- Material provided
....
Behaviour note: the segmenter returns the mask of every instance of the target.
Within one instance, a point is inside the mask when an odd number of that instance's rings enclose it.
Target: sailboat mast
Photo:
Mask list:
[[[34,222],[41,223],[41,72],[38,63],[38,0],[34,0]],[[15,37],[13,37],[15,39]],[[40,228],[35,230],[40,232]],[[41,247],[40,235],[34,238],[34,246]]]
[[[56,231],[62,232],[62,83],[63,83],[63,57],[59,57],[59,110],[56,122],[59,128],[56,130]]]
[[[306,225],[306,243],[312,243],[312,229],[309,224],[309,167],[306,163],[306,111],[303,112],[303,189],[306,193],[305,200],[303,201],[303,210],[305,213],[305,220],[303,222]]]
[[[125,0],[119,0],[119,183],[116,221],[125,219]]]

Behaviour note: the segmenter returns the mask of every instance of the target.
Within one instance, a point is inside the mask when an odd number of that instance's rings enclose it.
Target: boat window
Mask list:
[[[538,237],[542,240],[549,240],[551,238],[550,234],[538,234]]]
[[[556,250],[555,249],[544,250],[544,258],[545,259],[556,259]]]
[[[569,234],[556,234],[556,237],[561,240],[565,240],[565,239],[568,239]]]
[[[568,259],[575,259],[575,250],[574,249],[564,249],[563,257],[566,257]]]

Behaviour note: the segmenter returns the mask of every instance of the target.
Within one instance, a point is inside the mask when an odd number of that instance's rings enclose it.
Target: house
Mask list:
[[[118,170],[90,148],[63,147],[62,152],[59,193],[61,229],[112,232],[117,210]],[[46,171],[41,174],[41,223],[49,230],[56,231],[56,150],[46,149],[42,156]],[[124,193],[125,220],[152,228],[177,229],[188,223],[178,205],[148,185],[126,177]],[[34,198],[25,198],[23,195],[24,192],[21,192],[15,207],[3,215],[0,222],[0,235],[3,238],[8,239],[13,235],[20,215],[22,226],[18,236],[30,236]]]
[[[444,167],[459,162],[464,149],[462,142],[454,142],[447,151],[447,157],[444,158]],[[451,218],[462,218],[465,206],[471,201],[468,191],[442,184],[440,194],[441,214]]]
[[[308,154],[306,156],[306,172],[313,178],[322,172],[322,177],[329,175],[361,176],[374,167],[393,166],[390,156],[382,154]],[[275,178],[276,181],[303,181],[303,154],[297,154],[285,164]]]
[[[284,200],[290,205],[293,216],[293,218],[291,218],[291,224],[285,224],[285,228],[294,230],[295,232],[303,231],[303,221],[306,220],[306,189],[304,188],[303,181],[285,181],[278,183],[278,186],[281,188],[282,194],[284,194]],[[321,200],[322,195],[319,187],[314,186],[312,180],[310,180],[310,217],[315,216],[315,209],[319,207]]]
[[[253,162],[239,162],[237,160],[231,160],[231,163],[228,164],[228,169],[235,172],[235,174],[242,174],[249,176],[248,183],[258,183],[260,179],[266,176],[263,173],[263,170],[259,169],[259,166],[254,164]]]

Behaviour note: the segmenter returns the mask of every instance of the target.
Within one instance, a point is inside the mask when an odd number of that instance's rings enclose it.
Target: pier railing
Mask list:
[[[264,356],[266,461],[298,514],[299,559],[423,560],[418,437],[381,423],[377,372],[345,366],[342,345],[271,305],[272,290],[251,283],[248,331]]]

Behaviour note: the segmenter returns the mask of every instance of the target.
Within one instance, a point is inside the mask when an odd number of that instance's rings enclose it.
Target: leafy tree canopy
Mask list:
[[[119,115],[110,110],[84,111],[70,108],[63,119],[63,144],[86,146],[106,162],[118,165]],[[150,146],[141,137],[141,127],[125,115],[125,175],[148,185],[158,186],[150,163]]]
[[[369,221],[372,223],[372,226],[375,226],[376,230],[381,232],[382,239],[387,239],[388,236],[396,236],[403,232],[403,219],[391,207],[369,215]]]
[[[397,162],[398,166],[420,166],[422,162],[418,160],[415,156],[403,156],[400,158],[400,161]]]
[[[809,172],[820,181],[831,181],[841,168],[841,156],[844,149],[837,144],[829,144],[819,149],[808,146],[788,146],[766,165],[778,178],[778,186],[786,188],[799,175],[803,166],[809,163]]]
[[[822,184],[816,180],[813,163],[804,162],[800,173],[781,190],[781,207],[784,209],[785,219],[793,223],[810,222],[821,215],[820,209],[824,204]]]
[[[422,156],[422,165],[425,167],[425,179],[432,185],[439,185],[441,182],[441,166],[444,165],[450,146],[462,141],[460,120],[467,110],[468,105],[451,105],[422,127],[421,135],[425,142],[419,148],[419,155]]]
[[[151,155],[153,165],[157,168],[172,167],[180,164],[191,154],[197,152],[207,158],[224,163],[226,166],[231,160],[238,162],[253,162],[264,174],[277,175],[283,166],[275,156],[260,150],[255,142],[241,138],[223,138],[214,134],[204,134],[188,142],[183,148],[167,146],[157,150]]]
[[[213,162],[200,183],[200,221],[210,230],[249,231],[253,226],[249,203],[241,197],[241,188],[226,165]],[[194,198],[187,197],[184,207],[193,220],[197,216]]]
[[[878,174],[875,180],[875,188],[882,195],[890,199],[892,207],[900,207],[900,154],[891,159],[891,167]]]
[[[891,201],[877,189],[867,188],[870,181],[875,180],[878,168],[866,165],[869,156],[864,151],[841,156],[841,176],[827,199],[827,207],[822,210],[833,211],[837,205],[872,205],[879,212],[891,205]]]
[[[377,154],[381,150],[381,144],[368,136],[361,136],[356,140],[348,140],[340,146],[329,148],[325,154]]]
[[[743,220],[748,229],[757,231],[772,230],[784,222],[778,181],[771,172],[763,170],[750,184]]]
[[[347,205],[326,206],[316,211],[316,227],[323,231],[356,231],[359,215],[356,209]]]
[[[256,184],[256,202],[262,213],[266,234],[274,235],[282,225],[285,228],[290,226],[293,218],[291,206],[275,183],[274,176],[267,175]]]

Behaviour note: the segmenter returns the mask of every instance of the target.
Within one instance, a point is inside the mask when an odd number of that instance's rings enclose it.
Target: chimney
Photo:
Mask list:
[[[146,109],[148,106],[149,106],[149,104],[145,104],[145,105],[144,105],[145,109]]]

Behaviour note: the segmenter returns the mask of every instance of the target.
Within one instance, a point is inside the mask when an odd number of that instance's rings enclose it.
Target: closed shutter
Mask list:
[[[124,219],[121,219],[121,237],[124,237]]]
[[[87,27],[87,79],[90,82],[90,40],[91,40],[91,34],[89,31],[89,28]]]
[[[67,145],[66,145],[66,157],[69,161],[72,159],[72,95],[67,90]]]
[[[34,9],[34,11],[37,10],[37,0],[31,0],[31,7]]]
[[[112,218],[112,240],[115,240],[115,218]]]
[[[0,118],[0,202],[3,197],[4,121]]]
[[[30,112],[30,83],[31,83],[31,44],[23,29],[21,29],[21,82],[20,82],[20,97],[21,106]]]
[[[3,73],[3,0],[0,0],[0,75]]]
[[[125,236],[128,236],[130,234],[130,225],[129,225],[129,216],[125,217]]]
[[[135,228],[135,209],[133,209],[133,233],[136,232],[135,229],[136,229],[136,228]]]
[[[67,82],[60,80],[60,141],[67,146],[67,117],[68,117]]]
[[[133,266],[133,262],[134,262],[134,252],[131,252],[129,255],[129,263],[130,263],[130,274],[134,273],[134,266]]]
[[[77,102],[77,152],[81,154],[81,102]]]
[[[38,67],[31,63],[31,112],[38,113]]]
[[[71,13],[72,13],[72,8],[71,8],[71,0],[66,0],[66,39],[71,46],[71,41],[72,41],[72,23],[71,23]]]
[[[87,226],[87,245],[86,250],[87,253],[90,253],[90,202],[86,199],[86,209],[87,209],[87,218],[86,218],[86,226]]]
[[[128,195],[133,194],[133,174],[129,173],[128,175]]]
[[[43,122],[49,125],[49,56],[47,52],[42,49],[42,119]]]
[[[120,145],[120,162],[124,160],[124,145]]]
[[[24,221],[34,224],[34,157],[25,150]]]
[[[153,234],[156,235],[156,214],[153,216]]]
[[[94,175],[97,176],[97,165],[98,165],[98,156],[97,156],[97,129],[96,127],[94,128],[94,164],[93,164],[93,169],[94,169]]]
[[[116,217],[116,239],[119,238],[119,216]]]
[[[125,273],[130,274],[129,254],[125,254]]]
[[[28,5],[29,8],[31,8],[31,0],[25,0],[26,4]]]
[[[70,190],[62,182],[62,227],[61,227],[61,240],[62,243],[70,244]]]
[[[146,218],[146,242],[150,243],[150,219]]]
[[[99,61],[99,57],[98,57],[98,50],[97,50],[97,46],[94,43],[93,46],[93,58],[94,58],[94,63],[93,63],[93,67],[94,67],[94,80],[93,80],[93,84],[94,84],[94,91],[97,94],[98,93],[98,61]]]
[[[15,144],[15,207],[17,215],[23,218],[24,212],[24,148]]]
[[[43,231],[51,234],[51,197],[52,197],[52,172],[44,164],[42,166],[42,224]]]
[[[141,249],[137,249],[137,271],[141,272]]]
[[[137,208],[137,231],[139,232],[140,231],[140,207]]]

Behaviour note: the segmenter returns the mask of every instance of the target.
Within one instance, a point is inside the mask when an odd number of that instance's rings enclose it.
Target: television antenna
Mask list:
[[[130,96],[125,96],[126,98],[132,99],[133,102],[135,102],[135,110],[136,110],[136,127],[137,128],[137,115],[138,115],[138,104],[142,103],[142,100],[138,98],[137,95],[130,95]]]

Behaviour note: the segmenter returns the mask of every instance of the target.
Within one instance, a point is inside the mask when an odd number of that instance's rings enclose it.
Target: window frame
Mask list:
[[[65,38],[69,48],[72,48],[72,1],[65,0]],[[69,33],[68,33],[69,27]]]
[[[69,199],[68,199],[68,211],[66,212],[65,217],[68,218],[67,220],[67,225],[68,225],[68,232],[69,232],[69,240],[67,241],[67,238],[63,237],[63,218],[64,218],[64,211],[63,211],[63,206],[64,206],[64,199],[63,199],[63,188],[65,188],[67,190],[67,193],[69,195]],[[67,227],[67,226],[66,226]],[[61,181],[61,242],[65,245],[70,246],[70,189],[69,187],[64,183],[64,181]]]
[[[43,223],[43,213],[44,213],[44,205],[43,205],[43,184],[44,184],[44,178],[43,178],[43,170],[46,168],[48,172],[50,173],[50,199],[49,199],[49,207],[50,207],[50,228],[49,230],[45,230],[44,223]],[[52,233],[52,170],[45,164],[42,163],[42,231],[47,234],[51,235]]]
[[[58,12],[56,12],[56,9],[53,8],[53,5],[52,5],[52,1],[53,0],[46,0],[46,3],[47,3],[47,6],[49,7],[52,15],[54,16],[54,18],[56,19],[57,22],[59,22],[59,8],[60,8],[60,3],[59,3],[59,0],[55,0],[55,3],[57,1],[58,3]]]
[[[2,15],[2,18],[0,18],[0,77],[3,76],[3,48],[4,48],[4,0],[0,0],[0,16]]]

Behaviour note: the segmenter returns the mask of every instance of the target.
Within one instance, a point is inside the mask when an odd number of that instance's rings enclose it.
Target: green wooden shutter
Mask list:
....
- Directions
If a line in the data above includes the string "window", copy it.

- Solution for this task
Target: boat window
Target: window frame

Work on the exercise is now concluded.